## Source document
╭──
The UK economy has also performed more strongly than forecast, as figures out last week showed it narrowly avoided recession in the final months of 2024.

However, economists said there were signs the jobs market was still cooling, albeit less dramatically than feared. The number of workers on company payrolls fell slightly in December, by 14,000, but has been broadly flat since May 2024

Rob Wood, chief UK economist at the consultancy Pantheon Macroeconomics, said: “Employment has stalled rather than collapsed. That is far from a rosy situation as payroll tax hikes, surging global uncertainty and a half year of weak economic growth take a toll on employment. But employment is holding up better than some dire business surveys.”

Company bosses have warned that the chancellor’s planned £25bn increase in employers’ national insurance contributions and 6.7% rise in the minimum wage – both coming in from April – could force them to cut jobs. Employer surveys suggest companies are preparing for the biggest round of redundancies in a decade amid collapsing business confidence.
╰──
## Written task A
Answer from the passage on the UK economy:
(i) By how many did the number of workers on company payrolls fall in December?
(ii) At which consultancy is Rob Wood chief UK economist?
(iii) By what percentage is the minimum wage set to rise from April?
The records that follow are unrelated to the passage on the UK economy.

## Provided data
╭──
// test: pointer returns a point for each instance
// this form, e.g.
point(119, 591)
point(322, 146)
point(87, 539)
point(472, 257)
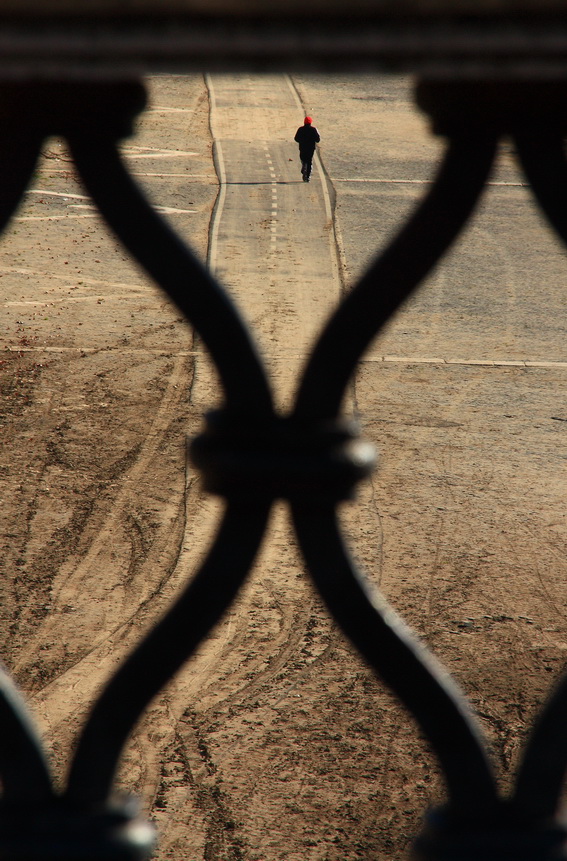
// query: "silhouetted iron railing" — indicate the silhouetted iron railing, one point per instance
point(251, 455)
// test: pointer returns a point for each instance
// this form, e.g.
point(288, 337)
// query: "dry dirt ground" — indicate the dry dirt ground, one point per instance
point(276, 741)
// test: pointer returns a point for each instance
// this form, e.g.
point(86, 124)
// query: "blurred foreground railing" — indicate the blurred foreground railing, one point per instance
point(494, 69)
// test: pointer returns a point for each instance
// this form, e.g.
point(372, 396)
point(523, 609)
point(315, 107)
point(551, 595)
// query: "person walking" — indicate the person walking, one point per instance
point(306, 136)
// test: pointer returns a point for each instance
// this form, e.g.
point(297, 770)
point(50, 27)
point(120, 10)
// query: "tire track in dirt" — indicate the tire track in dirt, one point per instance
point(87, 582)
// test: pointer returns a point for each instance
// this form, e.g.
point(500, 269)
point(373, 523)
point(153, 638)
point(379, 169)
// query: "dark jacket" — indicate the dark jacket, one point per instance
point(307, 136)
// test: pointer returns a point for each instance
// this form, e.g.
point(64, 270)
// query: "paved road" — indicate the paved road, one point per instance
point(272, 240)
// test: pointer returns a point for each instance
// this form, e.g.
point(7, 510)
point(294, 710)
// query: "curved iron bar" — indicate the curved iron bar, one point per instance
point(437, 221)
point(164, 649)
point(19, 158)
point(544, 766)
point(24, 771)
point(186, 281)
point(409, 669)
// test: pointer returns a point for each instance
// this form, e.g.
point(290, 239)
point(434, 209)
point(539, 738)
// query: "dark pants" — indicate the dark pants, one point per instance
point(306, 157)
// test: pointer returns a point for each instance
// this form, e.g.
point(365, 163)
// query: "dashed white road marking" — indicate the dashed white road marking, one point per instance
point(400, 360)
point(46, 191)
point(420, 181)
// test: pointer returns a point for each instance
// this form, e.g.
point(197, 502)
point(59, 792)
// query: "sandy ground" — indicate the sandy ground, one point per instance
point(276, 741)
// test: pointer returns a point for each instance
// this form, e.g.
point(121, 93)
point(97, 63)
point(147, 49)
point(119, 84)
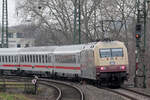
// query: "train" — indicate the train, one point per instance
point(99, 62)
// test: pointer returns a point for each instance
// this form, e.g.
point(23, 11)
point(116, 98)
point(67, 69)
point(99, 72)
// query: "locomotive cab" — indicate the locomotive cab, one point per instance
point(111, 62)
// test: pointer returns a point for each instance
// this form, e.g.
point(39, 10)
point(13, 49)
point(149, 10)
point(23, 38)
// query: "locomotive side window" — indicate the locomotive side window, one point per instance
point(65, 58)
point(105, 53)
point(117, 52)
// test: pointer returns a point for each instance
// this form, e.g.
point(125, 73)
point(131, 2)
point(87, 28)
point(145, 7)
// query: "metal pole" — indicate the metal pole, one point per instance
point(75, 22)
point(145, 15)
point(79, 24)
point(4, 38)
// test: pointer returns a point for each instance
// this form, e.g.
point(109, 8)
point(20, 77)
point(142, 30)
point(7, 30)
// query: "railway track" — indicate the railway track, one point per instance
point(64, 91)
point(129, 94)
point(68, 91)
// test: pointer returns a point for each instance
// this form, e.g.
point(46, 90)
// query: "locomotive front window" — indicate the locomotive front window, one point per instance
point(105, 53)
point(111, 52)
point(117, 52)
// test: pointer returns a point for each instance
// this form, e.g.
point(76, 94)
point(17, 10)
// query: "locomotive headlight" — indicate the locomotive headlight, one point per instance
point(123, 67)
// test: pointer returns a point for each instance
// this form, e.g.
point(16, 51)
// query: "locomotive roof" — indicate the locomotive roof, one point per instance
point(73, 48)
point(69, 49)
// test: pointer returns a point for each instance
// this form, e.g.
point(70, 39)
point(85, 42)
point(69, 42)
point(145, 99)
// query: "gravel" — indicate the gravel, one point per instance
point(94, 93)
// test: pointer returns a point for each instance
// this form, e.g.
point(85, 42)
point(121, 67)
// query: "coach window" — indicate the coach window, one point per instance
point(2, 58)
point(15, 59)
point(42, 58)
point(49, 59)
point(28, 58)
point(37, 58)
point(105, 53)
point(12, 58)
point(25, 58)
point(33, 58)
point(5, 58)
point(46, 58)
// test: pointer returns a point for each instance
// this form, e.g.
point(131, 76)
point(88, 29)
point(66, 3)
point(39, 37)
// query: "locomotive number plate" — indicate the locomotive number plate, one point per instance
point(112, 62)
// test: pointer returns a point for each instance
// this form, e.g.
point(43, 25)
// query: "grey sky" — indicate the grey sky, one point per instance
point(12, 18)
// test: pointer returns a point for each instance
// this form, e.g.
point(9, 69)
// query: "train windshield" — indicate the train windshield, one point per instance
point(117, 52)
point(111, 52)
point(105, 53)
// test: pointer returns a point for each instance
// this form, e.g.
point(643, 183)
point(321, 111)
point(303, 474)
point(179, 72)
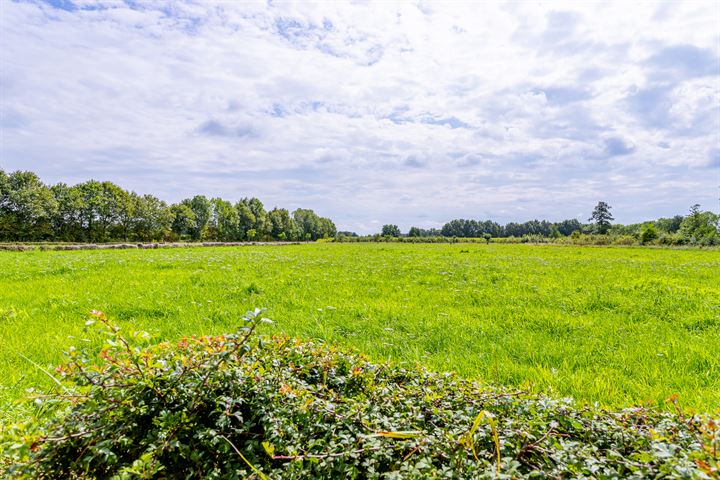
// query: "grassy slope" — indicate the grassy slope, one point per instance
point(617, 326)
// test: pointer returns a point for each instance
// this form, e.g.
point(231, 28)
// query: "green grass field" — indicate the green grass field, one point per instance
point(618, 326)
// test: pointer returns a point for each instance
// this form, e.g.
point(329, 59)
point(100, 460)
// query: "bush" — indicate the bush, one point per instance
point(235, 406)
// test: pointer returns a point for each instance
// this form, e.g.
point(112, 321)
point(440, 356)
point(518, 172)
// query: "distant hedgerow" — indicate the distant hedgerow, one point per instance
point(239, 406)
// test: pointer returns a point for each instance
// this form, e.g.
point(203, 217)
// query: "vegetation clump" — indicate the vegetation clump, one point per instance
point(238, 406)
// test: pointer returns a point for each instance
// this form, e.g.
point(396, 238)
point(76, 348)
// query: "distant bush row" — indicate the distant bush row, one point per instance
point(238, 406)
point(697, 228)
point(31, 211)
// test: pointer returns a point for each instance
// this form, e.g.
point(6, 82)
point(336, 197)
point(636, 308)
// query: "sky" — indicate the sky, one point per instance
point(411, 113)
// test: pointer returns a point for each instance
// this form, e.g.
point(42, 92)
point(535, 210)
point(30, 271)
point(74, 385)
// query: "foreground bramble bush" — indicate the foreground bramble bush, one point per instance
point(236, 406)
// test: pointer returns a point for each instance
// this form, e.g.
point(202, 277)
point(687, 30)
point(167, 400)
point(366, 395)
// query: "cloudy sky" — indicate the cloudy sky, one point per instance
point(410, 113)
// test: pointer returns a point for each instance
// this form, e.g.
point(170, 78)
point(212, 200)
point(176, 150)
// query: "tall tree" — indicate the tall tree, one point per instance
point(390, 230)
point(202, 209)
point(602, 217)
point(27, 207)
point(183, 220)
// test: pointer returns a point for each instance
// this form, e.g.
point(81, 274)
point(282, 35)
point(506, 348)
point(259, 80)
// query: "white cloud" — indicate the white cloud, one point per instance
point(401, 113)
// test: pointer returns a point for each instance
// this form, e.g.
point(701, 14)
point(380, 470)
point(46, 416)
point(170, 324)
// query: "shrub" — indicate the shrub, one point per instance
point(235, 406)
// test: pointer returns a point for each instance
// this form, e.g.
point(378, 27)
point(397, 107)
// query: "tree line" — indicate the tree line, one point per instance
point(697, 228)
point(96, 211)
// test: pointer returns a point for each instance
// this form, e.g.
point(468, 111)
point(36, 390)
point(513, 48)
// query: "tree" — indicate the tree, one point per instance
point(202, 209)
point(152, 219)
point(283, 226)
point(183, 219)
point(699, 225)
point(602, 217)
point(390, 231)
point(27, 207)
point(225, 221)
point(246, 220)
point(567, 227)
point(648, 233)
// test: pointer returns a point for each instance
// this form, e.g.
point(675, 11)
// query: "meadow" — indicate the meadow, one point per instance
point(616, 326)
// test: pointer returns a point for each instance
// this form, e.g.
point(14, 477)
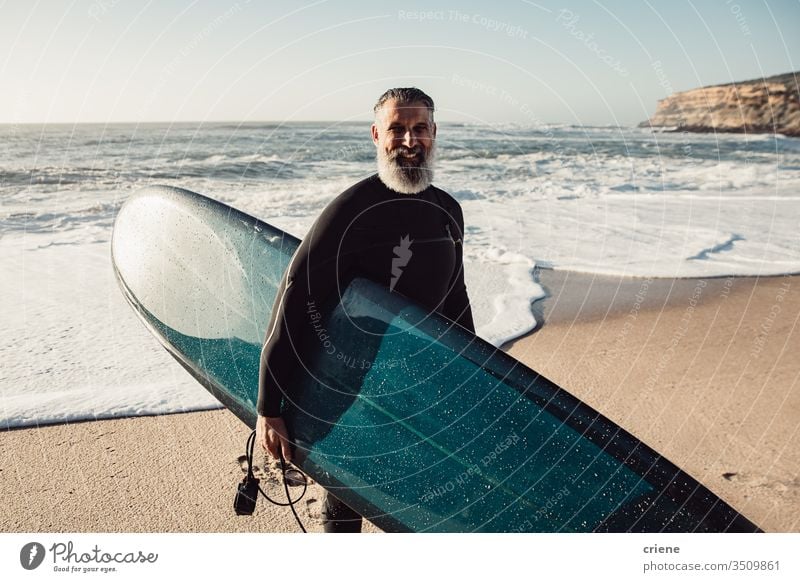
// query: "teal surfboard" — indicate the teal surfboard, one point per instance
point(411, 420)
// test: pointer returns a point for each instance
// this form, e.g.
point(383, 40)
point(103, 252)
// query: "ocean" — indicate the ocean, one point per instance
point(606, 200)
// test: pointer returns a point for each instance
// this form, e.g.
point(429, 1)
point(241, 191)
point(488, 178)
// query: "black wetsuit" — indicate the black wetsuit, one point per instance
point(410, 243)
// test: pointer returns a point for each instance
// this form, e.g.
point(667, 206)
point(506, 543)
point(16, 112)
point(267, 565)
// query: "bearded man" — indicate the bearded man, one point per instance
point(394, 228)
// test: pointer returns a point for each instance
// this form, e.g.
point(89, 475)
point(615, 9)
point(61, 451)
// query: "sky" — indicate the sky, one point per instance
point(580, 62)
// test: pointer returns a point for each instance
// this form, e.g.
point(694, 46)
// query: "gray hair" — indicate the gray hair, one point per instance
point(405, 96)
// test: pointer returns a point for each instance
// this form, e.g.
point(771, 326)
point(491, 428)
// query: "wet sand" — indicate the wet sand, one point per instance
point(704, 371)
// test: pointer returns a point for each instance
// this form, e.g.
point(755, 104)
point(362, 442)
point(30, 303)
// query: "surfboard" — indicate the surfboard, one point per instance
point(416, 423)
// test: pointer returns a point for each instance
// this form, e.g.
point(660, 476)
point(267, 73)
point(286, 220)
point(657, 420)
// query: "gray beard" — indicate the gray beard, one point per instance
point(407, 179)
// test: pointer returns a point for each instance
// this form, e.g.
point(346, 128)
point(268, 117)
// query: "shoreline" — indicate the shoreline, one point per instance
point(702, 370)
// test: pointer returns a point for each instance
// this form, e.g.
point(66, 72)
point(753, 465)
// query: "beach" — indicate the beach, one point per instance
point(703, 370)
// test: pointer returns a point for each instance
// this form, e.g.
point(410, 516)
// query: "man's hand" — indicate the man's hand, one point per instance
point(271, 433)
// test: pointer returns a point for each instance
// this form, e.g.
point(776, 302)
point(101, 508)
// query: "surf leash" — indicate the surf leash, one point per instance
point(247, 491)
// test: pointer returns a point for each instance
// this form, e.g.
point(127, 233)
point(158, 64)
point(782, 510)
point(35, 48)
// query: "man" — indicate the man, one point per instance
point(394, 228)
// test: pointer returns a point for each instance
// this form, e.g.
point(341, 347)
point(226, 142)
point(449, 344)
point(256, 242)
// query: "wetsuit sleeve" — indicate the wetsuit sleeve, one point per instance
point(311, 276)
point(456, 305)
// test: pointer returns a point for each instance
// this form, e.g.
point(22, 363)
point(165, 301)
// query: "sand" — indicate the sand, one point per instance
point(704, 371)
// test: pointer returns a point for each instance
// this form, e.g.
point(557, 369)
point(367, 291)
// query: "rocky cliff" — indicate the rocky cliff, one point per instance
point(769, 105)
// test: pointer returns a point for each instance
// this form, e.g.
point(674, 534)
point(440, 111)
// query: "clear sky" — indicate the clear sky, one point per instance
point(579, 62)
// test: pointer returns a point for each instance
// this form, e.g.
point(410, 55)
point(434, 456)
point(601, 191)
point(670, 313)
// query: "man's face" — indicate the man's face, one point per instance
point(405, 138)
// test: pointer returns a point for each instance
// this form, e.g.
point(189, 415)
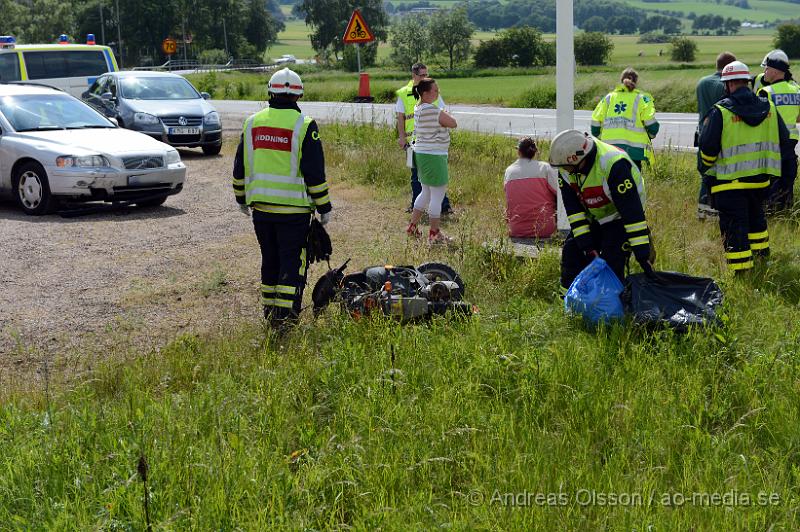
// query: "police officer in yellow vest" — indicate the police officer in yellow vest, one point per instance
point(604, 196)
point(778, 86)
point(626, 118)
point(743, 144)
point(404, 109)
point(279, 174)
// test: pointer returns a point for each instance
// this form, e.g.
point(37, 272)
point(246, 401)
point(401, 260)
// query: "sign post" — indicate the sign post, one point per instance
point(357, 32)
point(169, 46)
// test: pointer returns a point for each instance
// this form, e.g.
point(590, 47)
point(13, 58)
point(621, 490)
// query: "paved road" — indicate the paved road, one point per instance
point(677, 129)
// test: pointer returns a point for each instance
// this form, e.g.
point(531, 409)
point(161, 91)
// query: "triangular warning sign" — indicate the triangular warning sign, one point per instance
point(357, 30)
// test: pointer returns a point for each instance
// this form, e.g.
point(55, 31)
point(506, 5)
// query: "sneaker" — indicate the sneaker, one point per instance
point(412, 231)
point(437, 237)
point(706, 211)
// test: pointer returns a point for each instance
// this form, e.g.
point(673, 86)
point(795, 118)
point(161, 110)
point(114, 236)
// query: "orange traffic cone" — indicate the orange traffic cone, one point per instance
point(363, 89)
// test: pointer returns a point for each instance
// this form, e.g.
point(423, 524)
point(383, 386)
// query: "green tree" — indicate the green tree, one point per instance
point(409, 39)
point(592, 48)
point(595, 23)
point(328, 20)
point(450, 32)
point(683, 49)
point(787, 38)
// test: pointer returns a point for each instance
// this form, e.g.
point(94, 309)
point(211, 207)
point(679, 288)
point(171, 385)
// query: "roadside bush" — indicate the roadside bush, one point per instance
point(214, 56)
point(592, 48)
point(788, 39)
point(683, 49)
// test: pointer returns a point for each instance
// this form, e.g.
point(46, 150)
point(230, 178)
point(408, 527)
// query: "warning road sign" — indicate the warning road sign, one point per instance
point(357, 30)
point(169, 46)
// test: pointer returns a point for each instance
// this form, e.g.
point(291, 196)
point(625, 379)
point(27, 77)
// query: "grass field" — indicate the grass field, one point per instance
point(518, 419)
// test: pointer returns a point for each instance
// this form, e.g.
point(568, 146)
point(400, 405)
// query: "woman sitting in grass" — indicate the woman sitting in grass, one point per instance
point(430, 157)
point(531, 188)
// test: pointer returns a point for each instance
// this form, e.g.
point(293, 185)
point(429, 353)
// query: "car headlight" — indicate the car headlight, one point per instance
point(145, 119)
point(212, 119)
point(85, 161)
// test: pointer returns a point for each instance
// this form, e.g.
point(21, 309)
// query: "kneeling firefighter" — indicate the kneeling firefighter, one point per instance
point(279, 173)
point(604, 195)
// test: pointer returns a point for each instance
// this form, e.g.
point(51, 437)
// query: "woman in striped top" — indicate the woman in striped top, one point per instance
point(430, 157)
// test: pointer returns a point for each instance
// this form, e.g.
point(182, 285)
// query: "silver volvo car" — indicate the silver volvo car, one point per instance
point(53, 146)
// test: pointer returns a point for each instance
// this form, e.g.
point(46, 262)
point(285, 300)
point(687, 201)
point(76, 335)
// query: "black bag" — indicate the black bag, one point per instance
point(672, 299)
point(319, 243)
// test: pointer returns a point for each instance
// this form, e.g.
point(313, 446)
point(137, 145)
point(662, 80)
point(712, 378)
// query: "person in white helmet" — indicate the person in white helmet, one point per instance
point(604, 195)
point(778, 86)
point(279, 175)
point(743, 144)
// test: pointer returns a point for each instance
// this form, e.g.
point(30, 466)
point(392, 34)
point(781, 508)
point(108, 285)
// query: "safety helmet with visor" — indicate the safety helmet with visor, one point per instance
point(285, 81)
point(776, 59)
point(569, 148)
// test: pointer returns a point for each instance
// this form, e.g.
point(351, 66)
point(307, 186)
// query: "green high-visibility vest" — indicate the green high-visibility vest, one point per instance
point(409, 102)
point(749, 155)
point(594, 190)
point(273, 141)
point(786, 97)
point(623, 116)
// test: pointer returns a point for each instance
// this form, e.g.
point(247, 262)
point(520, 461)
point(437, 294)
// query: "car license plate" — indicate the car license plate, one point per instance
point(184, 131)
point(142, 180)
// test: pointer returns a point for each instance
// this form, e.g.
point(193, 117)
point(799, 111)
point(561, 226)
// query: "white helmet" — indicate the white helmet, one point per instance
point(776, 59)
point(285, 81)
point(570, 147)
point(735, 70)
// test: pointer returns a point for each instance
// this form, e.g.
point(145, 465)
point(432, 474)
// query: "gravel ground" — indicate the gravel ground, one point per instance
point(76, 284)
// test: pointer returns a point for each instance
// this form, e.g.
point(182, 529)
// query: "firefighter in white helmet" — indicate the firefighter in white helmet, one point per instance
point(743, 144)
point(279, 174)
point(604, 197)
point(778, 86)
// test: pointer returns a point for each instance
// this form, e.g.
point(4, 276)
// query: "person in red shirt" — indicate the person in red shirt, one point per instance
point(531, 189)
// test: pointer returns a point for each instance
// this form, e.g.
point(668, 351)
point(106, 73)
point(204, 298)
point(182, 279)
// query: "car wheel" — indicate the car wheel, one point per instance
point(212, 149)
point(152, 202)
point(32, 190)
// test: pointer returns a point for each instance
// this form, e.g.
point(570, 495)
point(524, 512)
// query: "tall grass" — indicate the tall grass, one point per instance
point(369, 424)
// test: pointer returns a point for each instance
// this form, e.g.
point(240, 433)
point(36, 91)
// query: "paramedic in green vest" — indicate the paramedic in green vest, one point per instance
point(779, 87)
point(279, 175)
point(604, 197)
point(626, 118)
point(743, 144)
point(404, 109)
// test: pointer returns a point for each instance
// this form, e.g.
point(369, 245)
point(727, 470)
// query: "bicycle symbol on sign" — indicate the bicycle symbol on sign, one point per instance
point(358, 32)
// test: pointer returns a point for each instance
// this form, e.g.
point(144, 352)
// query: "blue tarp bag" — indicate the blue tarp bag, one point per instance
point(594, 294)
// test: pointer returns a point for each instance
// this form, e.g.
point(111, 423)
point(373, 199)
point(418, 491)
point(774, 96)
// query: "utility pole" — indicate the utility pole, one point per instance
point(565, 83)
point(119, 35)
point(102, 23)
point(225, 36)
point(565, 66)
point(183, 30)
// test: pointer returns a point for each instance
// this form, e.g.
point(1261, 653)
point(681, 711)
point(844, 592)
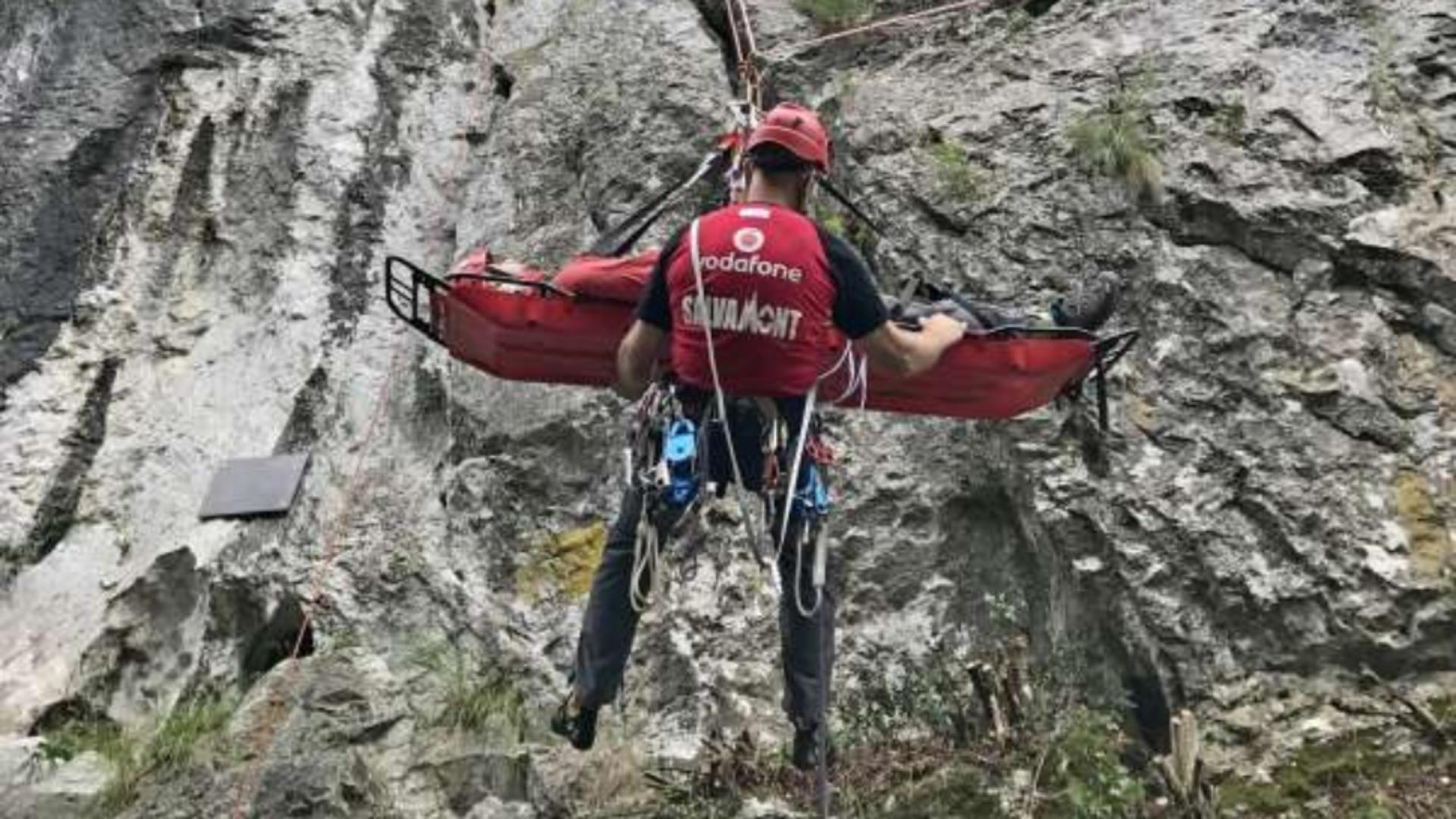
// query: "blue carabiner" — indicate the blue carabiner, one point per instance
point(679, 453)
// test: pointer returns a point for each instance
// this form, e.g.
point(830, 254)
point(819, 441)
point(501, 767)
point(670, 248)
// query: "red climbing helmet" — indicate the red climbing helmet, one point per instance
point(795, 129)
╰──
## Written task B
Reproduce the records verbatim, starting at their first line and ending at the line that contains "point(494, 69)", with both of those lines included. Leave the pictures out.

## Written reply A
(i) 14,000
(ii) Pantheon Macroeconomics
(iii) 6.7%

## Written reply B
// test: pointer returns a point for each instance
// this form, e.g.
point(119, 591)
point(322, 146)
point(87, 539)
point(472, 257)
// query: "silhouetted iron railing" — indicate the silhouetted iron railing, one point per instance
point(251, 455)
// test: pointer returns a point for each instance
// this form, e.g.
point(288, 337)
// query: "dry dirt ground" — indicate the dry dirt ground, one point per instance
point(276, 741)
// test: pointer returns a point for each instance
// this form, e.g.
point(86, 124)
// query: "blurred foreground railing" — indicate the blurred foreground railing, one point per instance
point(494, 69)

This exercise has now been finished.